* [DIRECTIVES]
A – Copy the passage from the character encoding post, from "Taken from http://weblogs.java.net/pub/wlg/1078" to "wuensche Dir Glueck!".
B – Using the post on character encoding, answer each question:
(i) Which collation does the SQL Server database run?
(ii) Which charset does the database connection URL specify?
(iii) When the browser sends no charset, what does the request character encoding default to?

* [SOURCE TEXT]
- - - - - - -

You are viewing a plain text version of this content. The canonical link for it is here.
Posted to users@tomcat.apache.org by Allistair Crossley <Al...@QAS.com> on 2004/09/01 10:50:11 UTC

RE: ++ Best practive ?? ++ (JSP-->Servlet-->Database) character encoding.

We had to look at several areas:

1. JSP pageEncoding

<%@ page contentType="text/html; charset=UTF-8" %>

This ensures that the JSPs will display pretty much everything. Actually, our SQL Server database runs Latin1_General_CI_AS (which does include euro). 
2. Database Connection URL

jdbc:jtds:sqlserver://intratestgbr:1433/db_iQ;charset=Cp1252;TDS=7.0

We discovered that we _had_ to talk to the database using an encoding it understood. It turned out that Cp1252 was actually Latin1_General_CI_AS, so we make sure the character encoding is set on our database driver.

3. Request Character Encoding

Taken from http://weblogs.java.net/pub/wlg/1078

Submitting information via a HTML form. Most browsers don't appear to send back a charset in the request that corresponds to the encoding that was used to format the page. In this case, the request character encoding defaults to ISO-8859-1 meaning that there's potentially a mismatch between form data being sent (in UTF-8) and information retrieved from the request (in ISO-8859-1) using the getParameter() method on the HttpServletRequest class. To fix this, all you need to do is explicitly set the character encoding of the request before accessing data. 

request.setCharacterEncoding("UTF-8");

This is what the filter code I sent you does for all requests.

I hope this clears up your issue!

Alles gut, ich wuensche Dir Glueck!

ADC.


> -----Original Message-----
> From: Ben Bookey [mailto:ben.bookey@gistec-online.de]
> Sent: 01 September 2004 09:37
> To: Allistair Crossley
> Cc: Tomcat User List
> Subject: How to pre-determine the browser request character encoding
> type
> 
> 
> Hi Alistair,
> 
> I hope you find time to do your work.... more questions :)
> 
> Why should the IE client which is definitely reading/parsing as
> ISO-8859-15(i can see this in the IE menu bar), then post to 
> the server
> converting the Euro to a questionmark . its rather stupid of 
> IE isn't it,
> its definitely reading as ISO-8859-15 then posts anyway as 
> ISO-8859-1 ?
> 
> Could you explain in simple english, how the filter ensures 
> that the request
> is in utf8 encoded.


> -----Original Message-----
> From: Ben Bookey [mailto:ben.bookey@gistec-online.de]
> Sent: 01 September 2004 09:37
> To: Tomcat User List
> Cc: Allistair Crossley
> Subject: ++ Best practive ?? ++ (JSP-->Servlet-->Database) character
> encoding.

- - - - - - -

* [LISTED RECORDS]
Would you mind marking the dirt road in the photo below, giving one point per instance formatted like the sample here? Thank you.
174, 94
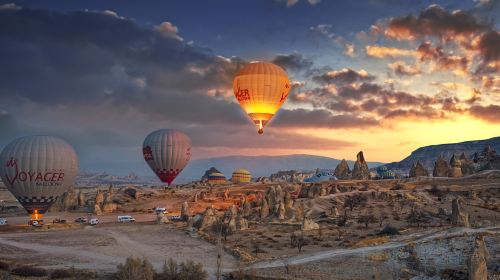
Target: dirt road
104, 247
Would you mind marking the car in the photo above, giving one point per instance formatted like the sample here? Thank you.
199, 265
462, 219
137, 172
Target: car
81, 220
160, 210
58, 221
36, 223
126, 219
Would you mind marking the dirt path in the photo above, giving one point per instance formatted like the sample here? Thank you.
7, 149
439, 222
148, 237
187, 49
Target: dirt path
85, 248
419, 237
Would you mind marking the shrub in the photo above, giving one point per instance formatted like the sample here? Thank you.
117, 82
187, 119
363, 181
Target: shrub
135, 268
4, 266
61, 274
388, 230
182, 271
29, 271
4, 275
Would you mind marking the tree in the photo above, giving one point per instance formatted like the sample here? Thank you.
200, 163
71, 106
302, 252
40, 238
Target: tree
355, 200
188, 270
381, 218
367, 219
299, 241
418, 217
135, 268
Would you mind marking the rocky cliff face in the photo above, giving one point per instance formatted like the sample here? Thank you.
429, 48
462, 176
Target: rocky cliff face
360, 170
342, 171
455, 167
441, 168
428, 154
418, 170
476, 264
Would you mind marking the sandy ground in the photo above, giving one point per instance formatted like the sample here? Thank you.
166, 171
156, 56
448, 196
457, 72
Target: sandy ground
105, 246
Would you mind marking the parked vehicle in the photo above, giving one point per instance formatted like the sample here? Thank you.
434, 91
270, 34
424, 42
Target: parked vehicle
58, 221
36, 223
125, 219
159, 210
81, 220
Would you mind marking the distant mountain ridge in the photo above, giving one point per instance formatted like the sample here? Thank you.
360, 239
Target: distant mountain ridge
261, 165
428, 154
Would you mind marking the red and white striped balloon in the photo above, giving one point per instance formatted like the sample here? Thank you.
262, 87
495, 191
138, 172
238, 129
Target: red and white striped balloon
167, 152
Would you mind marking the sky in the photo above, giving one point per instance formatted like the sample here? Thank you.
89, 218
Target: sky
382, 76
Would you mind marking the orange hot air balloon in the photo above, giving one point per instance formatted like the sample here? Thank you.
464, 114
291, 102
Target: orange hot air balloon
261, 88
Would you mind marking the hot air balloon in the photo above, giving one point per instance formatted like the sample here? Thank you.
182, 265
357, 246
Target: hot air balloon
241, 176
37, 170
261, 88
167, 152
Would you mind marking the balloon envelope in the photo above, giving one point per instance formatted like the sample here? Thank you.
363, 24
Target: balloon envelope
261, 88
167, 152
37, 170
241, 176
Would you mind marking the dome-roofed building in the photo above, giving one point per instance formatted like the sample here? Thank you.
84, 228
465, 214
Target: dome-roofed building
384, 173
216, 178
241, 176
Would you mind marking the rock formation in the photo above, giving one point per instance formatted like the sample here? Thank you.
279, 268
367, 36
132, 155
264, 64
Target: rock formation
264, 209
342, 171
467, 165
309, 224
241, 223
487, 159
209, 218
455, 167
81, 199
360, 170
441, 168
476, 264
281, 211
418, 170
67, 201
299, 211
458, 216
246, 209
185, 212
109, 207
97, 210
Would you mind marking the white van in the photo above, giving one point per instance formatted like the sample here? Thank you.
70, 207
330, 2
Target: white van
125, 219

- - - - - - -

* [THE REPLIES]
A –
Taken from http://weblogs.java.net/pub/wlg/1078

Submitting information via a HTML form. Most browsers don't appear to send back a charset in the request that corresponds to the encoding that was used to format the page. In this case, the request character encoding defaults to ISO-8859-1 meaning that there's potentially a mismatch between form data being sent (in UTF-8) and information retrieved from the request (in ISO-8859-1) using the getParameter() method on the HttpServletRequest class. To fix this, all you need to do is explicitly set the character encoding of the request before accessing data. 

request.setCharacterEncoding("UTF-8");

This is what the filter code I sent you does for all requests.

I hope this clears up your issue!

Alles gut, ich wuensche Dir Glueck!

B –
(i) Latin1_General_CI_AS
(ii) Cp1252
(iii) ISO-8859-1